* WORK ORDER
Reproduce nothing but the lines from the one with "Target: wet sand" down to the last line of the data below.

Top of RECORD EXTRACTS

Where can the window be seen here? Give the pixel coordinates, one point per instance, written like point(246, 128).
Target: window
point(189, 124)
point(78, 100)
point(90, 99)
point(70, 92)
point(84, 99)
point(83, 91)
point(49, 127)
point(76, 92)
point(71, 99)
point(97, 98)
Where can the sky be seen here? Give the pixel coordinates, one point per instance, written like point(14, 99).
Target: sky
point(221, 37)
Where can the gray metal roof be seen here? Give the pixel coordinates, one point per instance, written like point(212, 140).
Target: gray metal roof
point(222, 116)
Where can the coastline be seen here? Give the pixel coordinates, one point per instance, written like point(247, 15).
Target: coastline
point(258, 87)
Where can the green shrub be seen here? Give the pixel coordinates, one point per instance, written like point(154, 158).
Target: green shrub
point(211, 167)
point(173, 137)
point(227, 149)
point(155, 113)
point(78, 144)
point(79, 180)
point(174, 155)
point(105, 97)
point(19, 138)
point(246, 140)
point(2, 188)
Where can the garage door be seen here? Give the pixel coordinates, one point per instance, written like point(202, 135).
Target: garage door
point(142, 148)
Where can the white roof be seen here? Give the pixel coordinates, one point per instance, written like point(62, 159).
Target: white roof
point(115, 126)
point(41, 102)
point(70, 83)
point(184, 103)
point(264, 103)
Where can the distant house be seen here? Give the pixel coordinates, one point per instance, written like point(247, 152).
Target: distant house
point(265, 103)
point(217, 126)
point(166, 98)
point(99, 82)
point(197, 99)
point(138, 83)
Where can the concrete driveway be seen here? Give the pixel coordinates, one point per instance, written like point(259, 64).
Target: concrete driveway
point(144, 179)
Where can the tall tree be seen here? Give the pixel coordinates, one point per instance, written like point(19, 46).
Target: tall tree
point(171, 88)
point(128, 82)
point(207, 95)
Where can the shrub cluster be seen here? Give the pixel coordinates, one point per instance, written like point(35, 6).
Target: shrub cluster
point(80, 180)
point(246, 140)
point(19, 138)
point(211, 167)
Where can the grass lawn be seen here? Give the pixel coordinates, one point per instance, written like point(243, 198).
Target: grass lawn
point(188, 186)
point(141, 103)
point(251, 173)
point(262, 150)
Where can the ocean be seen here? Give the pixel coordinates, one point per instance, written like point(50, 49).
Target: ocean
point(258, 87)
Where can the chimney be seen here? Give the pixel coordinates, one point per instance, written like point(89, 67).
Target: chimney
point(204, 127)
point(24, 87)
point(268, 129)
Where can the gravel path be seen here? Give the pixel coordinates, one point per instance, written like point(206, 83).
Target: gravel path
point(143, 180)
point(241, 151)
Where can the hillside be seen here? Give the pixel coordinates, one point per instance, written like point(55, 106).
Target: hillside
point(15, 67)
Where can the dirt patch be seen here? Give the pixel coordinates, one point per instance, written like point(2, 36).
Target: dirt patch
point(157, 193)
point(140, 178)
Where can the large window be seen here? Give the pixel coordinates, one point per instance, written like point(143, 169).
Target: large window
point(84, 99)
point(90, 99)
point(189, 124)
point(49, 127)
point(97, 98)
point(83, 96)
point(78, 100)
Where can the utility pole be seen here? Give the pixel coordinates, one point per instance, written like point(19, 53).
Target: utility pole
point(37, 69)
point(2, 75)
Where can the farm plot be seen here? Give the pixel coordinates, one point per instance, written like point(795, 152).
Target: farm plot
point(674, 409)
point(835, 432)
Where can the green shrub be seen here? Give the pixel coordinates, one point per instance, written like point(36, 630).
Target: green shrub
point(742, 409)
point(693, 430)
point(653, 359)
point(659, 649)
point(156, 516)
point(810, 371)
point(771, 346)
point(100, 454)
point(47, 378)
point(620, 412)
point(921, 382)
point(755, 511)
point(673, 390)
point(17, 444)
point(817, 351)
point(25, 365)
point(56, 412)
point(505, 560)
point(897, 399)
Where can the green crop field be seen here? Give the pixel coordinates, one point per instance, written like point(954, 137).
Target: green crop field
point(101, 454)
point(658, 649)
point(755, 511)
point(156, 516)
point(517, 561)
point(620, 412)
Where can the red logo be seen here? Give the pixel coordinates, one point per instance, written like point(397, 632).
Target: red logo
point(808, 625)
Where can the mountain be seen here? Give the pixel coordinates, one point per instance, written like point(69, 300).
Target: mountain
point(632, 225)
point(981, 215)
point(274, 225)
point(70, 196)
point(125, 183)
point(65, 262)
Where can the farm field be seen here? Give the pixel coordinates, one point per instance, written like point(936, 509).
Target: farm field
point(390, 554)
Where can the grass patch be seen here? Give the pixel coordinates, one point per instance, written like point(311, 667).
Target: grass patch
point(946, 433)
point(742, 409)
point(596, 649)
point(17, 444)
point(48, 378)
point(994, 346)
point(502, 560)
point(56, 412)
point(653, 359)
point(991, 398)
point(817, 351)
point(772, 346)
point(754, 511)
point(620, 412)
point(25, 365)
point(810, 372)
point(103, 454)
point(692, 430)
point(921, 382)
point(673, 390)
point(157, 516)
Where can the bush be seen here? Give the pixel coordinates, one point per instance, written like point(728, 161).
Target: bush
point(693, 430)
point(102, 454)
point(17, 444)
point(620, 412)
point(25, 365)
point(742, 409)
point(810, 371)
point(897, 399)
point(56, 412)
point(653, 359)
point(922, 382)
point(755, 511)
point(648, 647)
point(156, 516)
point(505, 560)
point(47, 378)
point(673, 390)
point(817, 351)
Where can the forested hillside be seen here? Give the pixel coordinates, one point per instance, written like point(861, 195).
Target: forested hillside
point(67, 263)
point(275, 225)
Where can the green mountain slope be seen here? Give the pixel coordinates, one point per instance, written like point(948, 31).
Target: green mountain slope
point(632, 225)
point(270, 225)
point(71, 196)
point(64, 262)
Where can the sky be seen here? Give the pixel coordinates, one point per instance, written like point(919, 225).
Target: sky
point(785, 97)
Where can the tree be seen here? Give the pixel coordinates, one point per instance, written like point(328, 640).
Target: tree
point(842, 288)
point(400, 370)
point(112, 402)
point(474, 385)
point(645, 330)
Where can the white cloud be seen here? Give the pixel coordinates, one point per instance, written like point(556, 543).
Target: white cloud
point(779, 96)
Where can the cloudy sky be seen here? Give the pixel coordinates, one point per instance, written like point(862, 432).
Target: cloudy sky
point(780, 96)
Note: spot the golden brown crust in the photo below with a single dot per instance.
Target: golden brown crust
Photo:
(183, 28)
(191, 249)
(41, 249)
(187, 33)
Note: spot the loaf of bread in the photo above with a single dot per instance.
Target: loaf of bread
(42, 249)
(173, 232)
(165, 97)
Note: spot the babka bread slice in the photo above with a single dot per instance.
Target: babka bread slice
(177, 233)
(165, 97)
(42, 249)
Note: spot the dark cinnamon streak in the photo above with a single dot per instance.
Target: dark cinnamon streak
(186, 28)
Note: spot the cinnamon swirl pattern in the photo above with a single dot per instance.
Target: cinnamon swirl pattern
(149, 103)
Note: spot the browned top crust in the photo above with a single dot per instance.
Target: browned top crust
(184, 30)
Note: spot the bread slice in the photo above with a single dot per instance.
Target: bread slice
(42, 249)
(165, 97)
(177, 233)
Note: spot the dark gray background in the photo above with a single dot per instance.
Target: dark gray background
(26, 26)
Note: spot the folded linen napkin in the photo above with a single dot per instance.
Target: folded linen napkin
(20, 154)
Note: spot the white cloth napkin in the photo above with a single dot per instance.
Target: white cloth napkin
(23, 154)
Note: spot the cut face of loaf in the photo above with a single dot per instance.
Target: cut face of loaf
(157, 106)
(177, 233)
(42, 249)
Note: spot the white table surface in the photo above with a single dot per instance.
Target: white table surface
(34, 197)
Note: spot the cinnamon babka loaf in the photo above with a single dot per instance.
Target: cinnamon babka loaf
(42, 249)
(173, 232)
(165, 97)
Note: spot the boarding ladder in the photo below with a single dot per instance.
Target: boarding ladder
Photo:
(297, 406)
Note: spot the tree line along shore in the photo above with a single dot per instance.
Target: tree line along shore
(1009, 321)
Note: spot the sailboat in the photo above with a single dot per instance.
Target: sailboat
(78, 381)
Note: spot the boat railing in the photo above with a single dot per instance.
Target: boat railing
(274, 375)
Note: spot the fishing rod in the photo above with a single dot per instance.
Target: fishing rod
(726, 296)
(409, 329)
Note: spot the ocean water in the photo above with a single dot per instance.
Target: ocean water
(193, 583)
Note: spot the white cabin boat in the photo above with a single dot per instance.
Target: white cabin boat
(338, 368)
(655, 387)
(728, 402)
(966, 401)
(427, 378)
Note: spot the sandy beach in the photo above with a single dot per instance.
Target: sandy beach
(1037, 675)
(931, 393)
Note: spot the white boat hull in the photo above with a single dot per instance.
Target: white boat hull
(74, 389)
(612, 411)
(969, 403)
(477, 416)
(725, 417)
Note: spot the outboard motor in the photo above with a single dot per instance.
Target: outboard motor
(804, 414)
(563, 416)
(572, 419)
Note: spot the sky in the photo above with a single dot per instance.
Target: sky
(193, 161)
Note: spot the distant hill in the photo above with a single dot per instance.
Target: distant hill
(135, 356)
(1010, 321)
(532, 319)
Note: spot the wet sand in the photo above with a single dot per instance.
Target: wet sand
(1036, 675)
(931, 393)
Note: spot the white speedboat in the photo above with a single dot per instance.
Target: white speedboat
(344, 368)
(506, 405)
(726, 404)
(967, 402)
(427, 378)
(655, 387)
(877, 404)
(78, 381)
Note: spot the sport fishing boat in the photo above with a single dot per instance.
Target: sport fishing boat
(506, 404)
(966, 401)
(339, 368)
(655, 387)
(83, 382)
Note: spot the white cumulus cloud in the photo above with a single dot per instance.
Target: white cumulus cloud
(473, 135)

Bottom of RECORD EXTRACTS

* WRITTEN REPLY
Target: wet sand
(1036, 675)
(931, 393)
Note: spot the white speedboat in the photo above with a single dot per instance.
Target: white speedboat
(344, 368)
(506, 405)
(726, 404)
(967, 402)
(427, 378)
(655, 387)
(877, 404)
(78, 381)
Note: spot the sport fishing boat in the photo above with a single dot per instance.
Target: sport fishing boat
(506, 404)
(966, 401)
(339, 368)
(655, 387)
(83, 382)
Note: spot the white cumulus cloud in the photo above with a single dot per instance.
Target: white cumulus cloud
(473, 135)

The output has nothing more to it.